◆ **TEXT SHOWN**:
2. **Set Method:** Leverages the unique property of the set() object for high-performance cleaning.

In [None]:
def removeDuplicate_loop(inputList):
  '''Manually removes duplicates using a loop and temporary list'''
  cleanList = []
  for item in inputList:
    if item not in cleanList:
      cleanList.append(item)
  return cleanList

def removeDuplicate_set(inputList):
  '''Removes duplicates using the set() data structure (Most Efficient)'''
  return list(set(inputList))

# ---Professional Testing---
rawData = ['ID-101', 'ID-112', 'ID-111', 'ID-106', 'ID-102', 'ID-111', 'ID-104',
'ID-104', 'ID-101', 'ID-110', 'ID-121']

print(f'Cleaned List (Loop Method): {removeDuplicate_loop(rawData)}')
print(f'Cleaned List (Set Method): {removeDuplicate_set(rawData)}')

# Portfolio Note:
# The Set Method is preferred for large datasets
# because it uses 'hashing' to find duplicates instantly.

Cleaned List (Loop Method): ['ID-101', 'ID-112', 'ID-111', 'ID-106', 'ID-102', 'ID-104', 'ID-110', 'ID-121']
Cleaned List (Set Method): ['ID-112', 'ID-111', 'ID-121', 'ID-104', 'ID-102', 'ID-101', 'ID-110', 'ID-106']


## Day 17: Finding the Second Largest (Efficiency Focus)
**Objective:** Track multiple state variables in a single iteration.<br>
**Logic:** Instead of sorting the entire list (which is resource-intensive), we maintain two variables: `largest` and `second_largest`.<br> We update them dynamically as we traverse the list exactly once.

◆ **WHAT YOU HAVE TO DO**: Reproduce the Python notebook text above word for word, starting at "2. **Set Method:**" and ending at "cleanList.append(item)".

◆ **SUPPLIED RECORDS**:
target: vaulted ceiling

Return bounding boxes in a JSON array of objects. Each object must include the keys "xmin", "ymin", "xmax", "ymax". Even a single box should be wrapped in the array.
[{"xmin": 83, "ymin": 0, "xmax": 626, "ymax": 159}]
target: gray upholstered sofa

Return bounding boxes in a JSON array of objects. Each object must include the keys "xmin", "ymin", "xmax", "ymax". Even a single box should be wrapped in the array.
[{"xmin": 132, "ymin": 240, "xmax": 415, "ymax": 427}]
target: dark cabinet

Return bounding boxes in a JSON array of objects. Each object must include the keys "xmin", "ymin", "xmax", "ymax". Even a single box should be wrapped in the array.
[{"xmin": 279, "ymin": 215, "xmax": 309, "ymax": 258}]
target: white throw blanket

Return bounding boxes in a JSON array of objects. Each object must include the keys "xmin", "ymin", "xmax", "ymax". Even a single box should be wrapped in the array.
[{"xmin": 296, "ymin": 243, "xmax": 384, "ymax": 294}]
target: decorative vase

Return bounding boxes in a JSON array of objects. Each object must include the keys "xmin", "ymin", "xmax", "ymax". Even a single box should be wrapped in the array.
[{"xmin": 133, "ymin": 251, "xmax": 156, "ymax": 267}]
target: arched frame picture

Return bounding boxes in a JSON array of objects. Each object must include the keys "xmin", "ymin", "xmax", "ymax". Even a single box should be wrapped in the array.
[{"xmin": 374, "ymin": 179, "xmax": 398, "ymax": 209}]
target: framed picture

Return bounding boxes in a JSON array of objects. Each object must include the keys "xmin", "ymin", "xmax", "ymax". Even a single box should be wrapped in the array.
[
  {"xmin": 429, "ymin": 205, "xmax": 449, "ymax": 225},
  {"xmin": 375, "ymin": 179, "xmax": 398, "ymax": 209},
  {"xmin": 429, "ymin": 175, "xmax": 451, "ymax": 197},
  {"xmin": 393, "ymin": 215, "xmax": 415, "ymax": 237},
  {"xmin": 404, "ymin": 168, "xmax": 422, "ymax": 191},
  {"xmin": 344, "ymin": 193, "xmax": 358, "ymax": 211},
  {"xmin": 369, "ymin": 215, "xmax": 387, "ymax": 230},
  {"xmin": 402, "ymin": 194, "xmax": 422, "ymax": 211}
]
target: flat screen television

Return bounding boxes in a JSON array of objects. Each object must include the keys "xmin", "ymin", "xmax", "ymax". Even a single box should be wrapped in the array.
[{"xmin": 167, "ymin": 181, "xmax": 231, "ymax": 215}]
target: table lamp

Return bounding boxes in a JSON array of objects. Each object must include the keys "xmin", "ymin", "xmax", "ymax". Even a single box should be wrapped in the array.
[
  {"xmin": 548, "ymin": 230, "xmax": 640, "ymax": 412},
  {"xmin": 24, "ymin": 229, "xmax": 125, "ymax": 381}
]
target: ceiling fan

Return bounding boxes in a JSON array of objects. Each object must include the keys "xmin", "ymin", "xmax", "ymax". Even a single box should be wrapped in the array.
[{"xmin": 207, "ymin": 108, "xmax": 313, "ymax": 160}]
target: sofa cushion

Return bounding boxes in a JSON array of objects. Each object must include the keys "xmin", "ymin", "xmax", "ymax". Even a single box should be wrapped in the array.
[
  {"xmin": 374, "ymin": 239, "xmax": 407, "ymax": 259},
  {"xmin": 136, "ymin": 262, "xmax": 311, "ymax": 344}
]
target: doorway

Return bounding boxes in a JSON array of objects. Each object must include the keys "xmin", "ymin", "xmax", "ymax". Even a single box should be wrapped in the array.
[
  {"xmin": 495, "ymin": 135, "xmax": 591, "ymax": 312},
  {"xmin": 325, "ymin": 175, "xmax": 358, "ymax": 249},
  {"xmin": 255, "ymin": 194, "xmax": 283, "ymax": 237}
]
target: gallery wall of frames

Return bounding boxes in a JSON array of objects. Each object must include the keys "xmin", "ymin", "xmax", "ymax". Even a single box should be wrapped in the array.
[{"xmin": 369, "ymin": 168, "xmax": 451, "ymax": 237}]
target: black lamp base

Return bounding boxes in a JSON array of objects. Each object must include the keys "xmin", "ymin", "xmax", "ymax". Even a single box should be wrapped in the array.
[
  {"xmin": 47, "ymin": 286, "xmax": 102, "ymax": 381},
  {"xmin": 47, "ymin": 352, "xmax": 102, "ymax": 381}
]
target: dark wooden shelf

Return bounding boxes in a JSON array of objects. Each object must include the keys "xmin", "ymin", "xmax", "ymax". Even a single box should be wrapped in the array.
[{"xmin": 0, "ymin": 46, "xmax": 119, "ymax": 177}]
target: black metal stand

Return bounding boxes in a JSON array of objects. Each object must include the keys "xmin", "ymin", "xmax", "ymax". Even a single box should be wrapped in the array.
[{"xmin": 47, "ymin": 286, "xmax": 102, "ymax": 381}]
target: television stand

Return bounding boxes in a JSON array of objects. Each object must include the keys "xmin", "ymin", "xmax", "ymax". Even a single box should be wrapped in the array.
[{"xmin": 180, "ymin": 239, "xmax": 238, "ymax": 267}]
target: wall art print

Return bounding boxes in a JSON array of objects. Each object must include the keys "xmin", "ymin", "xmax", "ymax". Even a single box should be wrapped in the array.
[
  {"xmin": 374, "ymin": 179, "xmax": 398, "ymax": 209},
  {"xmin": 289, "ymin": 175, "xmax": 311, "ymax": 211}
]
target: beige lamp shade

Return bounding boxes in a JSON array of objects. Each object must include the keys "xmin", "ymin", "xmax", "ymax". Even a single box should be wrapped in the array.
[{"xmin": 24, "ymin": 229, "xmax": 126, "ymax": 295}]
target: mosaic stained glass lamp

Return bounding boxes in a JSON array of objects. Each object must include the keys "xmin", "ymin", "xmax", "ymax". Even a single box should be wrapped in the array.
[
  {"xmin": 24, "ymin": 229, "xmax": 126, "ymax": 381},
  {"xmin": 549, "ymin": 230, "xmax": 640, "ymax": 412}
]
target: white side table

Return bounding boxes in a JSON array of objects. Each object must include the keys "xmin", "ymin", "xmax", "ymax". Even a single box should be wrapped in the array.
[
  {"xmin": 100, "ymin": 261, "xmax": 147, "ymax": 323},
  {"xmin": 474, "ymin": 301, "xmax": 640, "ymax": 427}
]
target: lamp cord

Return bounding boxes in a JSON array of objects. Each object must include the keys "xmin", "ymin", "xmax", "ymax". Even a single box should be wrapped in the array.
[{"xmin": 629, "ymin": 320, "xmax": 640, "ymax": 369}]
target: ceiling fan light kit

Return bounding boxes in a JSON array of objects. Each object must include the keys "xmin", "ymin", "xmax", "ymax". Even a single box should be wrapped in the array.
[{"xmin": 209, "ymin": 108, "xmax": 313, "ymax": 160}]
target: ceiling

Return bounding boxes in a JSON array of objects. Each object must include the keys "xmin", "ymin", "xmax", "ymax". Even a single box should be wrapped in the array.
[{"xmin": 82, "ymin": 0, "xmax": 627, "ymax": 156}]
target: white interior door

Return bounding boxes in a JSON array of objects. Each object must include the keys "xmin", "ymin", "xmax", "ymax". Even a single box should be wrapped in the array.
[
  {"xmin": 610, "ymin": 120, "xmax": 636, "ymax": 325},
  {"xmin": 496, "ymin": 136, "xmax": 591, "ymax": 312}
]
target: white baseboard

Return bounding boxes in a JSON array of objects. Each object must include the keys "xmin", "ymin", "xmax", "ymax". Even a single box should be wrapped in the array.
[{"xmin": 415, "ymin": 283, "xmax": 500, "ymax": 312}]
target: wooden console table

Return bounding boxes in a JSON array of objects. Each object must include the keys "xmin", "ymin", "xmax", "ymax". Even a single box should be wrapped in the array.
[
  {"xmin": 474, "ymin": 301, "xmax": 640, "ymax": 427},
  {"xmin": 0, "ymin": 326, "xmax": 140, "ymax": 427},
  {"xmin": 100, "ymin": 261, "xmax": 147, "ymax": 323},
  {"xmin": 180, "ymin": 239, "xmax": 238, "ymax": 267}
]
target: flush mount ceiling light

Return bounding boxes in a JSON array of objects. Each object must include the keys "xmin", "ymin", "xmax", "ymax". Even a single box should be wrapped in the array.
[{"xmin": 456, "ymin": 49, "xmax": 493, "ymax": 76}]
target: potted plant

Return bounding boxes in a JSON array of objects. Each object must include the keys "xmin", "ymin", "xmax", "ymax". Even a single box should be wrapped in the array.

◆ **EXERCISE OUTPUT**:
2. **Set Method:** Leverages the unique property of the set() object for high-performance cleaning.

In [None]:
def removeDuplicate_loop(inputList):
  '''Manually removes duplicates using a loop and temporary list'''
  cleanList = []
  for item in inputList:
    if item not in cleanList:
      cleanList.append(item)